__Requirements__: Repeat the items below, switching every "Result" to "Output" and leaving all else unchanged.
* Start Task data *
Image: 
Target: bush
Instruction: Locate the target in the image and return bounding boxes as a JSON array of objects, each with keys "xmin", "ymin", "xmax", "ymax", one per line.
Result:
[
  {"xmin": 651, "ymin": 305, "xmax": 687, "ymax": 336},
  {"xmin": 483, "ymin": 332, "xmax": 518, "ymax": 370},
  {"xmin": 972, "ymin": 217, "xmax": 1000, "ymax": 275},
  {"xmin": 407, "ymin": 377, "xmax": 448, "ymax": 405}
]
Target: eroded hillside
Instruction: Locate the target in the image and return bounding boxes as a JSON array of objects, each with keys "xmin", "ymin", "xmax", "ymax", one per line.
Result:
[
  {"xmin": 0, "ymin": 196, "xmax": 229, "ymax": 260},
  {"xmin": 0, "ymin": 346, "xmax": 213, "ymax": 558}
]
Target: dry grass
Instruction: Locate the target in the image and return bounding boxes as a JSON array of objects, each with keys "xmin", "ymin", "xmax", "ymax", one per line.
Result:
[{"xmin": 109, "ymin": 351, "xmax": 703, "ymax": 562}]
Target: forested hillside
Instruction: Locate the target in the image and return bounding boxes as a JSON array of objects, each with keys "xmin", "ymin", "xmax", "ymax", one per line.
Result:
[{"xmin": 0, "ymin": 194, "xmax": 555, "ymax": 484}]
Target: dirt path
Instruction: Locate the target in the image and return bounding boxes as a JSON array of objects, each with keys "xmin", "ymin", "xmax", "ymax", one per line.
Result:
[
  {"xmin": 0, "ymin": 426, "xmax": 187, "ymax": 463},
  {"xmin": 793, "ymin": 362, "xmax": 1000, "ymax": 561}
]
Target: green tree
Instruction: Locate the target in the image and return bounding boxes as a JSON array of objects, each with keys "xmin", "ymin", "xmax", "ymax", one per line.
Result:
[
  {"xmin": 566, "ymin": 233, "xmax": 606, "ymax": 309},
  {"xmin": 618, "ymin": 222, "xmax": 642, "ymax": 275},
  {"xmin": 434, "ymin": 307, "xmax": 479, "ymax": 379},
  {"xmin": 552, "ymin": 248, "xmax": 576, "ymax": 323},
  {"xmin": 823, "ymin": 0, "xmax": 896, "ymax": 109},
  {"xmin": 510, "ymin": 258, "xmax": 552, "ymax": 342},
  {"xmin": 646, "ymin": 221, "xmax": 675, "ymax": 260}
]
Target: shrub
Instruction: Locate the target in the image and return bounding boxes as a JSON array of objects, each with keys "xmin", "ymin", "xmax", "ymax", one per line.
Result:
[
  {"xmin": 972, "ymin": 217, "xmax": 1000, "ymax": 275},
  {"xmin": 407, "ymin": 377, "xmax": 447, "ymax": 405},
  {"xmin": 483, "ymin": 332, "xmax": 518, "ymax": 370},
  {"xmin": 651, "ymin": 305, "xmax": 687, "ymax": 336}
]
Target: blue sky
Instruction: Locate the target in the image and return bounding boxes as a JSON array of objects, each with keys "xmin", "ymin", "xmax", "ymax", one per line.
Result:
* End Task data *
__Solution to the problem__:
Image: 
Target: bush
Instruction: Locate the target in the image and return bounding boxes as a JSON array of objects, each with keys "xmin", "ymin", "xmax", "ymax", one per line.
Output:
[
  {"xmin": 651, "ymin": 305, "xmax": 687, "ymax": 336},
  {"xmin": 483, "ymin": 332, "xmax": 518, "ymax": 370},
  {"xmin": 972, "ymin": 217, "xmax": 1000, "ymax": 275},
  {"xmin": 407, "ymin": 377, "xmax": 448, "ymax": 405}
]
Target: eroded hillside
Instruction: Locate the target in the image and return bounding boxes as a JSON array of objects, each with keys "xmin", "ymin", "xmax", "ymax", one per line.
Output:
[
  {"xmin": 0, "ymin": 196, "xmax": 229, "ymax": 260},
  {"xmin": 0, "ymin": 346, "xmax": 213, "ymax": 558}
]
Target: dry grass
Instruction: Locate the target in the image and return bounding boxes as a JSON array of objects, each with keys "xmin", "ymin", "xmax", "ymax", one per line.
Output:
[{"xmin": 109, "ymin": 351, "xmax": 703, "ymax": 562}]
Target: forested hillside
Instruction: Locate the target in the image and return bounding boxes as a JSON array of objects, each with keys "xmin", "ymin", "xmax", "ymax", one per line.
Output:
[{"xmin": 0, "ymin": 194, "xmax": 555, "ymax": 484}]
Target: dirt path
Instruction: Locate the target in the image and return bounding boxes as a JSON array of objects, each with keys "xmin", "ymin", "xmax", "ymax", one per line.
Output:
[
  {"xmin": 0, "ymin": 426, "xmax": 187, "ymax": 463},
  {"xmin": 793, "ymin": 362, "xmax": 1000, "ymax": 561}
]
Target: green tree
Instruction: Locate the target in the image and return bounding boxes as a JSON array of objects, each with keys "xmin", "ymin", "xmax", "ymax", one per line.
Output:
[
  {"xmin": 566, "ymin": 233, "xmax": 606, "ymax": 309},
  {"xmin": 618, "ymin": 222, "xmax": 642, "ymax": 275},
  {"xmin": 434, "ymin": 307, "xmax": 479, "ymax": 379},
  {"xmin": 552, "ymin": 248, "xmax": 576, "ymax": 323},
  {"xmin": 823, "ymin": 0, "xmax": 896, "ymax": 109},
  {"xmin": 510, "ymin": 258, "xmax": 552, "ymax": 342},
  {"xmin": 646, "ymin": 221, "xmax": 675, "ymax": 260}
]
Target: shrub
Instruction: Locate the target in the image and return bounding boxes as a JSON array of objects, each with keys "xmin", "ymin", "xmax", "ymax", one per line.
Output:
[
  {"xmin": 972, "ymin": 217, "xmax": 1000, "ymax": 275},
  {"xmin": 407, "ymin": 377, "xmax": 447, "ymax": 405},
  {"xmin": 483, "ymin": 332, "xmax": 518, "ymax": 370},
  {"xmin": 651, "ymin": 305, "xmax": 687, "ymax": 336}
]
Target: blue sky
Instruction: Locate the target in the image and return bounding boxes as a JSON array of objects, each with keys "xmin", "ymin", "xmax", "ymax", one per line.
Output:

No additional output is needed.